**SET PROBLEM:**
Gather every line of the data below that contains the word "wheel", and copy each one in full. Case matters, so include only lines where the word appears with the same capitalization.

**DATA FOR THE TASK:**
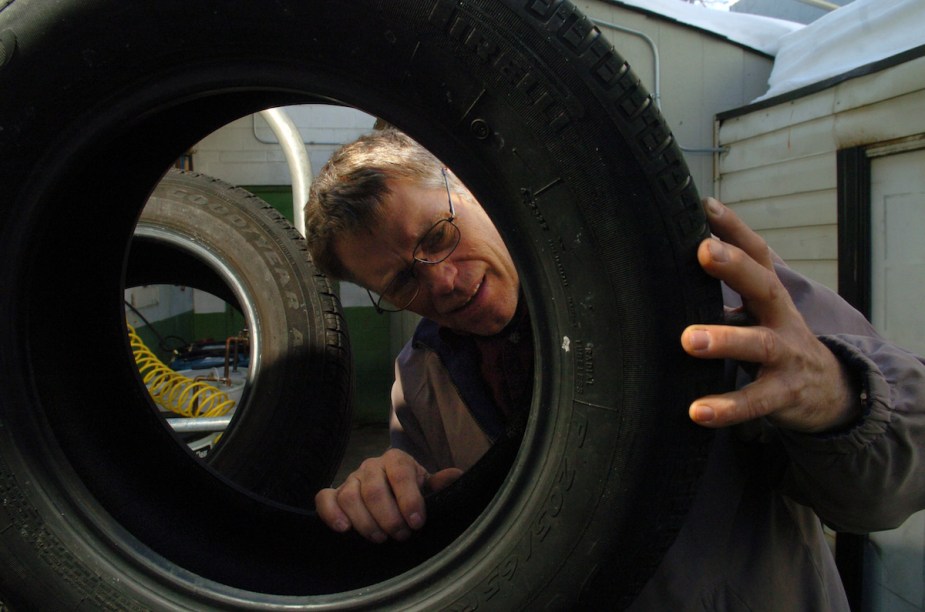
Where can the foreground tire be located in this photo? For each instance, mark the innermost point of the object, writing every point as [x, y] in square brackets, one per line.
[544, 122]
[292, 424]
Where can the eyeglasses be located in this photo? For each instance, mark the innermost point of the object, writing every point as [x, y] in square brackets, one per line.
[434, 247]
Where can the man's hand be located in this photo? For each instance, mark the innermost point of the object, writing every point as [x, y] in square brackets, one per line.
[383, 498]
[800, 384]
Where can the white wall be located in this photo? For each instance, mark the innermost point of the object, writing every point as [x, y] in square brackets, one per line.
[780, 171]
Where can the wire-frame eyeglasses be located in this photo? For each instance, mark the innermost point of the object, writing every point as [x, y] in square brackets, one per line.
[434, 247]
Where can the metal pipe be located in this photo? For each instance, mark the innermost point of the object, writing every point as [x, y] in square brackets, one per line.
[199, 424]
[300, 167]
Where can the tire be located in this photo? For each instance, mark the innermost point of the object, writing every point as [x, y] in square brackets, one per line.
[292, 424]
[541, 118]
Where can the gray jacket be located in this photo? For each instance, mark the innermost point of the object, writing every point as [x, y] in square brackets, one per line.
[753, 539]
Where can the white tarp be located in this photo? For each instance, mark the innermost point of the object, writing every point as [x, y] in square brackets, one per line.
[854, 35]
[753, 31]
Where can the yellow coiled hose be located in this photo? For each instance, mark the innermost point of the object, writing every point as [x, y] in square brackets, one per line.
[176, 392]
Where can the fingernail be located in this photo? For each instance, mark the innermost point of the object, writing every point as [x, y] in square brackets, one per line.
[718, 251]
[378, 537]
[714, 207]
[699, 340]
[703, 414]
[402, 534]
...
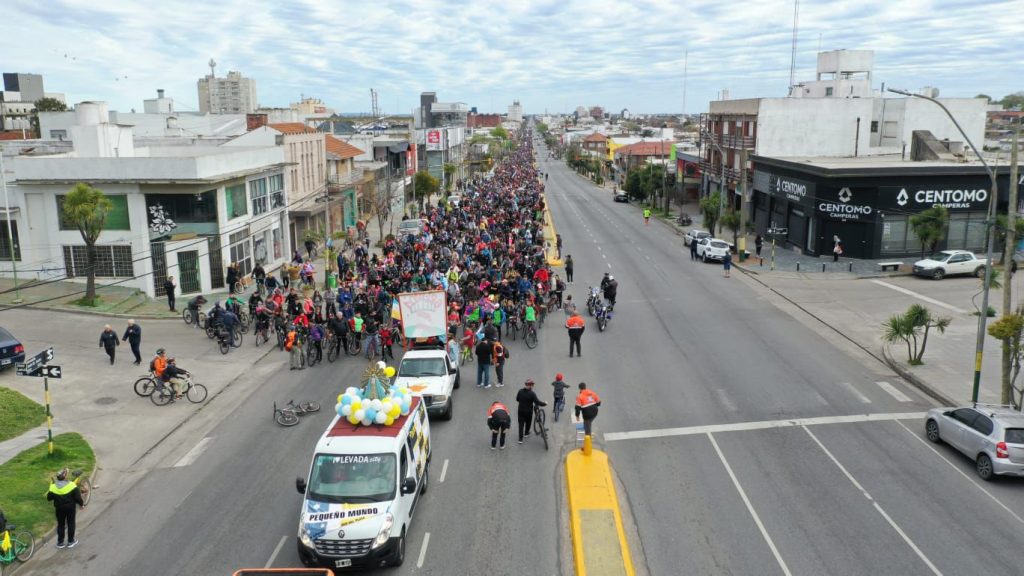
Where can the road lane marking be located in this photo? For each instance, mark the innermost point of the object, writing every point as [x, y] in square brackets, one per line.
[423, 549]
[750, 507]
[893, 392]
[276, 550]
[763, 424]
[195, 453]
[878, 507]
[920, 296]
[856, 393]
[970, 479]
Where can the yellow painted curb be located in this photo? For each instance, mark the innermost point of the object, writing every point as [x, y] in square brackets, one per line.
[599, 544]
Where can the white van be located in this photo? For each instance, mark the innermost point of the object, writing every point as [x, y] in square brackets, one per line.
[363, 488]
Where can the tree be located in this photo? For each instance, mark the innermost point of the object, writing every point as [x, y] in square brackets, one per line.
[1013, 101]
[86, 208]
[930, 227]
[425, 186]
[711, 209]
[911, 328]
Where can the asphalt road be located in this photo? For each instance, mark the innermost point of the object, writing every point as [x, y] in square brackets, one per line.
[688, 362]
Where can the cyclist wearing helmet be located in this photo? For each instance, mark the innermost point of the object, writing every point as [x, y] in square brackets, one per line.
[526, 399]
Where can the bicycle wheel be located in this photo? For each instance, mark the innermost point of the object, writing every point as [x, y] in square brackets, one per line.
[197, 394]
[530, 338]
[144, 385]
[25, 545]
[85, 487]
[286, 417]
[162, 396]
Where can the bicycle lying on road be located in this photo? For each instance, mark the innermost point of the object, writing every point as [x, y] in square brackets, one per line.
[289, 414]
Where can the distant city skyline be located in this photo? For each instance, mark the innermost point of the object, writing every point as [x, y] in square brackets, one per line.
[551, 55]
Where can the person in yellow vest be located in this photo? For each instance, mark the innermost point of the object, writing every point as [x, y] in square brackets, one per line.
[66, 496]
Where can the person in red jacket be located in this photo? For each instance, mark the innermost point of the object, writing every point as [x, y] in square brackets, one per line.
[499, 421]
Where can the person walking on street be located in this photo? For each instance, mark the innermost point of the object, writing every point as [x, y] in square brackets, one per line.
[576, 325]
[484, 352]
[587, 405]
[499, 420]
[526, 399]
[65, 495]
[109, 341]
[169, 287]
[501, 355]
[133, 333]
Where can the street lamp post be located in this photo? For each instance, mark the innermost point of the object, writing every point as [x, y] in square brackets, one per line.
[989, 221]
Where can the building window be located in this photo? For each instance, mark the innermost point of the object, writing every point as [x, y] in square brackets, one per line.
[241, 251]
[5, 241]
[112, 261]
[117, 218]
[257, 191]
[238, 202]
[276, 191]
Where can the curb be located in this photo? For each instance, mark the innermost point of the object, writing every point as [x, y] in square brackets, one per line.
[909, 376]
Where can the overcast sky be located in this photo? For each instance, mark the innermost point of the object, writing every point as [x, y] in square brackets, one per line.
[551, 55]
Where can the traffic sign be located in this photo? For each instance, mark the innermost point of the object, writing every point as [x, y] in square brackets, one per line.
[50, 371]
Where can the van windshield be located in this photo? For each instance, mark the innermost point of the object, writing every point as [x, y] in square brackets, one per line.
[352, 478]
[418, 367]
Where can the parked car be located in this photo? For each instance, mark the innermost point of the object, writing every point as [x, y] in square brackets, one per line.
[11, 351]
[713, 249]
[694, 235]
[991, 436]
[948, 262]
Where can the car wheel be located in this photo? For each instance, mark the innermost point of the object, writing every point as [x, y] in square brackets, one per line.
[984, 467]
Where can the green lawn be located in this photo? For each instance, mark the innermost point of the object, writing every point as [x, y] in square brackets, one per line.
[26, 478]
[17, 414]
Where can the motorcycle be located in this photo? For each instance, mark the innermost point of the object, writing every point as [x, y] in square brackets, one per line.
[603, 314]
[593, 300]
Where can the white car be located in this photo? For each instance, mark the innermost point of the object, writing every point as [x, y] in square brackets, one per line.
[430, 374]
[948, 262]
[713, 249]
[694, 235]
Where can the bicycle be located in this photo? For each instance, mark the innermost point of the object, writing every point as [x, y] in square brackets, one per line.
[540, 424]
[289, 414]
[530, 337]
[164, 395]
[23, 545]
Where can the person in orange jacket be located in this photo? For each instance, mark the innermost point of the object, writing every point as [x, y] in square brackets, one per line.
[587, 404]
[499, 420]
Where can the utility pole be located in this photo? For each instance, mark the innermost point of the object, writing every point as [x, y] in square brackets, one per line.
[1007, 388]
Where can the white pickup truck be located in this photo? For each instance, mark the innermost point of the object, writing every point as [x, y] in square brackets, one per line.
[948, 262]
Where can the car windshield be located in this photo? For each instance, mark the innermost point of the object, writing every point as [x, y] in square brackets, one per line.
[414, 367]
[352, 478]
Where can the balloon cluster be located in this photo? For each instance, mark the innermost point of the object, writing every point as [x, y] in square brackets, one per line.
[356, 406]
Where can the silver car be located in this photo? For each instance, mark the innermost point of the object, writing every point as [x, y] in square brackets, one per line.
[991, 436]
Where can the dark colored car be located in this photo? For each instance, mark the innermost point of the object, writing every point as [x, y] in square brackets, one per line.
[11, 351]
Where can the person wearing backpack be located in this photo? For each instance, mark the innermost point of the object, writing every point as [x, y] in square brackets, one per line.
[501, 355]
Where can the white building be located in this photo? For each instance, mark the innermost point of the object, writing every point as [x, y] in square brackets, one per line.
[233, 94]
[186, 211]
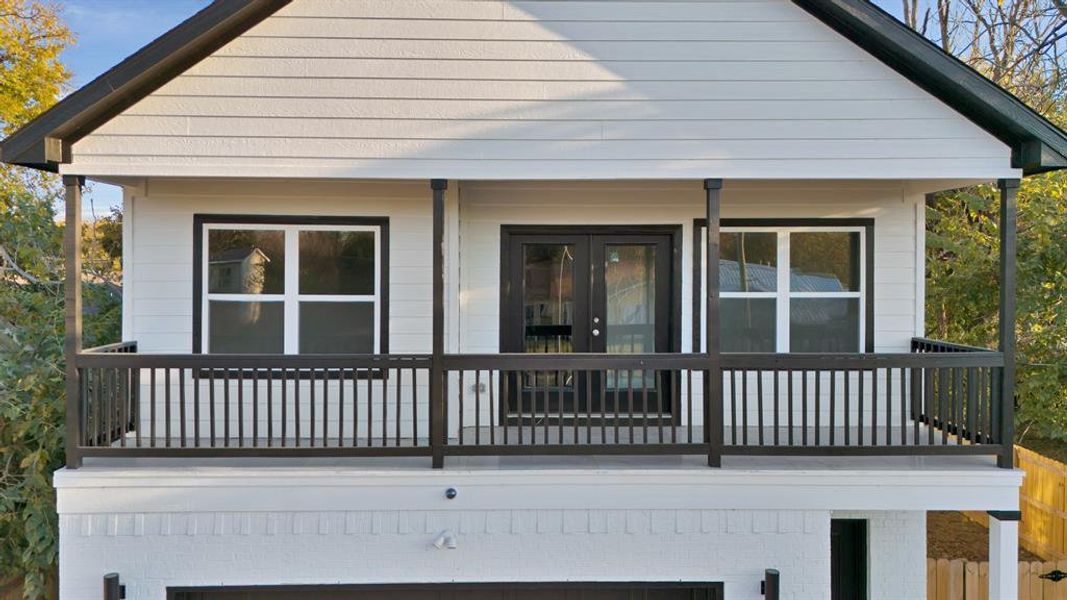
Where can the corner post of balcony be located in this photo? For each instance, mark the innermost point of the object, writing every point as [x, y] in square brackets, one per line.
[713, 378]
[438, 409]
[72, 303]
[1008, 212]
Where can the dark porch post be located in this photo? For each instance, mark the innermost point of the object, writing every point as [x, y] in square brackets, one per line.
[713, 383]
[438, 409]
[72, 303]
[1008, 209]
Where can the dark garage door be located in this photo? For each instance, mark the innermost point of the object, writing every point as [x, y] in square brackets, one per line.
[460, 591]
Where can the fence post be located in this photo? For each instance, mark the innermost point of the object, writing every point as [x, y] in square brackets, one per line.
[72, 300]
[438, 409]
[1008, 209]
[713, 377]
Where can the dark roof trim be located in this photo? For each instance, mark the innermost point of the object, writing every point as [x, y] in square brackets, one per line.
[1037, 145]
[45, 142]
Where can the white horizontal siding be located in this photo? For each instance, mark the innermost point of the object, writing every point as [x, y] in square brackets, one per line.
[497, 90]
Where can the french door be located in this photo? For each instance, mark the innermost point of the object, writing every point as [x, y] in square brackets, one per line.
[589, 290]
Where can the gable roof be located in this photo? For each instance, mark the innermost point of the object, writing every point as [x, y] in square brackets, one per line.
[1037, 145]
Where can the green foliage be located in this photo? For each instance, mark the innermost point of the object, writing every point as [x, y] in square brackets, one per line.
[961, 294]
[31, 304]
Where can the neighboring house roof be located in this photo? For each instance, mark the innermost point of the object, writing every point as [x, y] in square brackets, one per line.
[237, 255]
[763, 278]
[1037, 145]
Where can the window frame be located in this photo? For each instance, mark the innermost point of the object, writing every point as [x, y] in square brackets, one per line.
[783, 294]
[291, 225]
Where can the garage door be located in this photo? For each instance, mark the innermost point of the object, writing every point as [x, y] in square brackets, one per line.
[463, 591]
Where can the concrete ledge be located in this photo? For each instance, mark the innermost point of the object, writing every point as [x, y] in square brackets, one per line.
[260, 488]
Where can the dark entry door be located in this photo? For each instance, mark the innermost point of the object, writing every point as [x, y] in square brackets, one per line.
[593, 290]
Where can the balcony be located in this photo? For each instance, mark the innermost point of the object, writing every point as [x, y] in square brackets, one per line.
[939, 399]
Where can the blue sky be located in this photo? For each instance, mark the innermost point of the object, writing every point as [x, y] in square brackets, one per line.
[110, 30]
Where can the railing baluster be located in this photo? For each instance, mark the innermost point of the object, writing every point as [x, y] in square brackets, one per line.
* * *
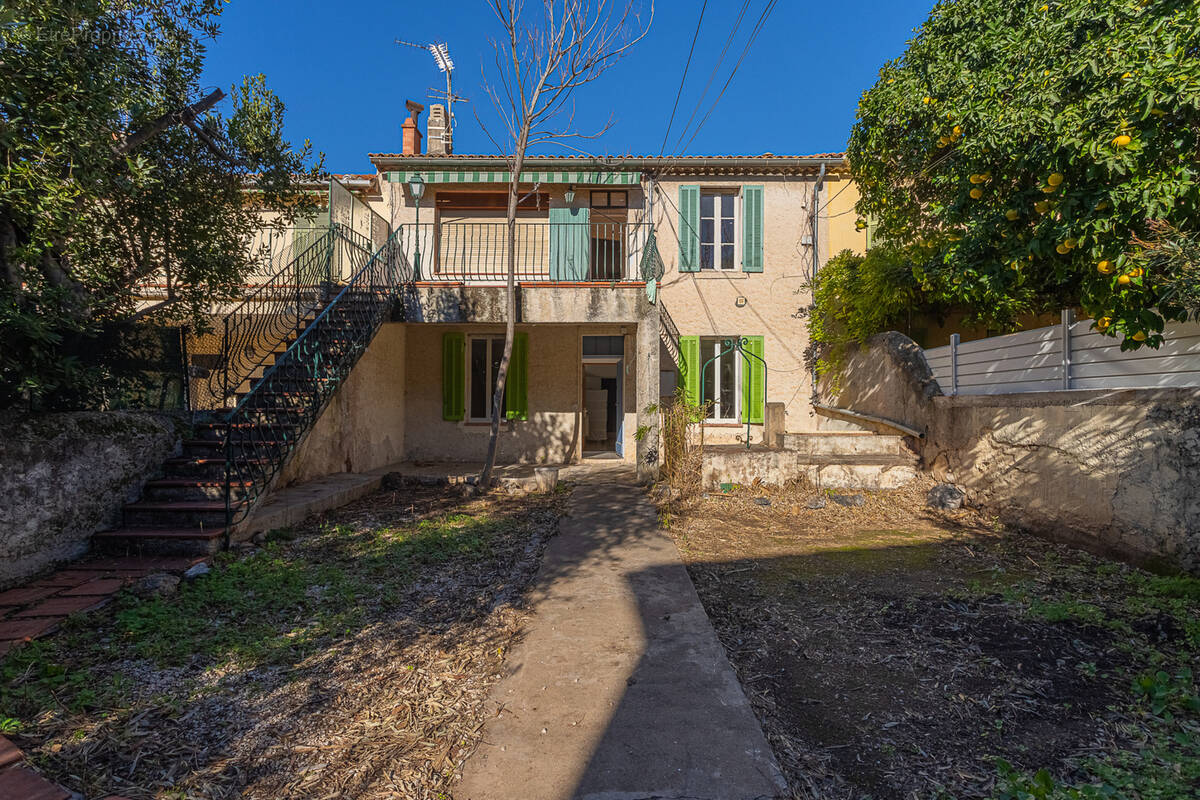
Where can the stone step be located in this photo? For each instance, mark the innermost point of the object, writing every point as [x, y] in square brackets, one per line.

**SOLUTION FOR THIS EXERCISE:**
Where can the bicycle wheel be located in this photo? For each instance, mark the innermost point of the object, writing every point as [x, y] in square brackets, one per line.
Where can the car wheel be located in this photo? For each instance, mark the innermost point of the object, writing every point as [x, y] in square brackets, one per line.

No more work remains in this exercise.